>> begin RECORDS FOR THE EXERCISE

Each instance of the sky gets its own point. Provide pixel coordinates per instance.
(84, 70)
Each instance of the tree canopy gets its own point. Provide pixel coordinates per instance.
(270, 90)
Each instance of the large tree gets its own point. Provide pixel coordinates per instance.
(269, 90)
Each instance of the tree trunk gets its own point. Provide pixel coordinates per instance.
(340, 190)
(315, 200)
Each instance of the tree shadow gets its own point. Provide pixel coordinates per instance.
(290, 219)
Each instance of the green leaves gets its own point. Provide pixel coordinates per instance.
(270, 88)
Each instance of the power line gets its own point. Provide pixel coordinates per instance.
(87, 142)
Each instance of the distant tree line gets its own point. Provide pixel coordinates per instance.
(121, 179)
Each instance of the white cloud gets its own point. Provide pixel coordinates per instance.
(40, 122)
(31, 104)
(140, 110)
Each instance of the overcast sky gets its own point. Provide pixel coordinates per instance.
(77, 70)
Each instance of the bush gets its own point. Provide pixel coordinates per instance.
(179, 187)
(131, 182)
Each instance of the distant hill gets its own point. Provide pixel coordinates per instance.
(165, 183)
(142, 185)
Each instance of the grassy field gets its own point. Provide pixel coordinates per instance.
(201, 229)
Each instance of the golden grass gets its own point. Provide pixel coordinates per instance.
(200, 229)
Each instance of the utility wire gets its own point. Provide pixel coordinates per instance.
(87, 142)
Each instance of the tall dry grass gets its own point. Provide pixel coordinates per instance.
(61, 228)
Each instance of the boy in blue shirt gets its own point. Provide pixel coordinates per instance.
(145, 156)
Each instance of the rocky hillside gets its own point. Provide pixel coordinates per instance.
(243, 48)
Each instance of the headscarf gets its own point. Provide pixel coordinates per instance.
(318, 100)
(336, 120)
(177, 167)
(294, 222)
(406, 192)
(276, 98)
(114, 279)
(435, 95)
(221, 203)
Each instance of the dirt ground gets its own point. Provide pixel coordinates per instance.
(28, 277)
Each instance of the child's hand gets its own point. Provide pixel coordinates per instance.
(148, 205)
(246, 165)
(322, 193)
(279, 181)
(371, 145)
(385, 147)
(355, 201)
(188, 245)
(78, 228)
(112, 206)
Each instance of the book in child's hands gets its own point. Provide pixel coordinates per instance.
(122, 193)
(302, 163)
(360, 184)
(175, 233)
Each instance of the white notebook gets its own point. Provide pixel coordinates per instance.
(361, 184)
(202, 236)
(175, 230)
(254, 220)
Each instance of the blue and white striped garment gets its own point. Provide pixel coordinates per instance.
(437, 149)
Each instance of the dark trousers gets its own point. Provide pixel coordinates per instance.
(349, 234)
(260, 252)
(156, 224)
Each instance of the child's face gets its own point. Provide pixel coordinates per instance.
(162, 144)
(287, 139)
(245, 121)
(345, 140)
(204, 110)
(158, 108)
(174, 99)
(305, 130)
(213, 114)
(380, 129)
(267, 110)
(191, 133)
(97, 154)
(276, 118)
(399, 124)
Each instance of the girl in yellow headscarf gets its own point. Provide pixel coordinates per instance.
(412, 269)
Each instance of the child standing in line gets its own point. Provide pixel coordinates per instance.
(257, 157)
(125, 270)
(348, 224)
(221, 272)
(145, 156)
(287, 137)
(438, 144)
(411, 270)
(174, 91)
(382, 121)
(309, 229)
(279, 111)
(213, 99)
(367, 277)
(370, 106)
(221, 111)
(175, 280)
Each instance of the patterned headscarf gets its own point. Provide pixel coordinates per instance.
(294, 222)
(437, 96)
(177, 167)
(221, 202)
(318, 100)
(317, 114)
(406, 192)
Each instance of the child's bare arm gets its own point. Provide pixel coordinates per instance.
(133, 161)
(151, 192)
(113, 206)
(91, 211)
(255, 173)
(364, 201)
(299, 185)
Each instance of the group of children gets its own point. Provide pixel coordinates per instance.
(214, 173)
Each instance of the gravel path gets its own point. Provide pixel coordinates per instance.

>> end RECORDS FOR THE EXERCISE

WHAT YOU WILL DO - Copy the data above exactly. Every line must be included.

REPLY TO THE TASK -
Each instance of the sky gets its own point. Provide pixel coordinates per instance.
(84, 70)
Each instance of the tree canopy gets its own point. Provide pixel coordinates per instance.
(270, 90)
Each instance of the large tree gets its own point. Provide pixel coordinates per instance.
(269, 90)
Each instance of the tree trunk gets its own point. Provide pixel coordinates per instance.
(340, 190)
(315, 200)
Each instance of the tree shadow gets its own point. Provide pixel coordinates per instance.
(290, 219)
Each instance of the green leaves gets its own point. Provide pixel coordinates per instance.
(270, 88)
Each instance of the power line gets its own point. Provide pixel coordinates per instance.
(87, 142)
Each instance of the distant tree line gets its own point. Provide pixel coordinates per instance.
(121, 179)
Each instance of the white cloud gets its own point. Provide pixel coordinates per instance.
(40, 122)
(31, 104)
(140, 110)
Each instance of the overcast sky gets its own point. Provide pixel coordinates per instance.
(77, 70)
Each instance of the bush gets its own point. Provide pixel coordinates per instance.
(179, 187)
(131, 182)
Each instance of the distant hill gets its own point. Provide pixel coordinates per instance.
(165, 183)
(142, 185)
Each instance of the grassy field gets its own point. Provide pixel coordinates per instance.
(201, 229)
Each instance of the golden grass gets its own point. Provide pixel coordinates per instance.
(200, 229)
Each instance of the utility wire gets its own point. Provide pixel coordinates per instance.
(87, 142)
Each instance of the tall dry grass gets its own point. Provide pixel coordinates per instance.
(61, 228)
Each instance of the boy in blue shirt gets its own point. Provide pixel coordinates per instance.
(145, 156)
Each instance of the rocky hillside gets its own point. Provide pixel coordinates per instance.
(243, 48)
Each instance of the headscarf gets its own point. Provide pixel coordinates per instance.
(318, 100)
(336, 120)
(177, 167)
(294, 222)
(406, 192)
(276, 98)
(114, 279)
(435, 95)
(221, 203)
Each instance of the dirt ground gets its own point. Provide pixel coordinates per instance.
(28, 277)
Each instance of the child's hand gets its own point. Provide pixel coordinates per instance.
(148, 205)
(246, 165)
(322, 193)
(279, 181)
(371, 145)
(385, 147)
(355, 201)
(188, 245)
(78, 228)
(112, 206)
Each instance of the book in child's hands gets its own point. Provide pixel coordinates per instance.
(122, 193)
(302, 163)
(360, 184)
(175, 233)
Each instance of the white notebook gets its own point. Provide pixel coordinates per instance.
(361, 184)
(202, 236)
(175, 230)
(254, 220)
Each instance of the blue and white striped garment gets its own point. Provide pixel coordinates per instance.
(437, 149)
Each instance of the dark trousers gets its own point. Provide pixel coordinates per instance.
(349, 234)
(260, 252)
(156, 224)
Each instance of the child's face gets its own point. Provide pixel coordinates per instance.
(162, 144)
(287, 139)
(245, 121)
(345, 140)
(204, 110)
(158, 108)
(174, 99)
(305, 130)
(213, 114)
(380, 129)
(267, 110)
(191, 133)
(97, 154)
(276, 118)
(399, 124)
Each instance of the girl in yellow headscarf gets its own point. Provide pixel coordinates per instance.
(412, 269)
Each instance of the child standing in line gets its own point. Provide pixel coordinates per instance.
(257, 157)
(125, 270)
(348, 224)
(221, 272)
(145, 156)
(287, 137)
(438, 144)
(411, 270)
(174, 91)
(382, 121)
(309, 229)
(279, 111)
(213, 99)
(367, 277)
(370, 106)
(221, 111)
(175, 280)
Each instance of the patterned headscarf gets its own point. Provide pixel coordinates per instance.
(294, 222)
(437, 96)
(177, 167)
(221, 202)
(318, 100)
(317, 114)
(406, 192)
Each instance of the child's bare arm gets its own point. Provide pixel coordinates per instance.
(133, 161)
(151, 192)
(113, 206)
(91, 211)
(255, 173)
(364, 201)
(299, 185)
Each instance of the group of children gets its own point. Provide pixel coordinates per instance.
(214, 173)
Each instance of the gravel path gets its own point. Provide pixel coordinates per instance.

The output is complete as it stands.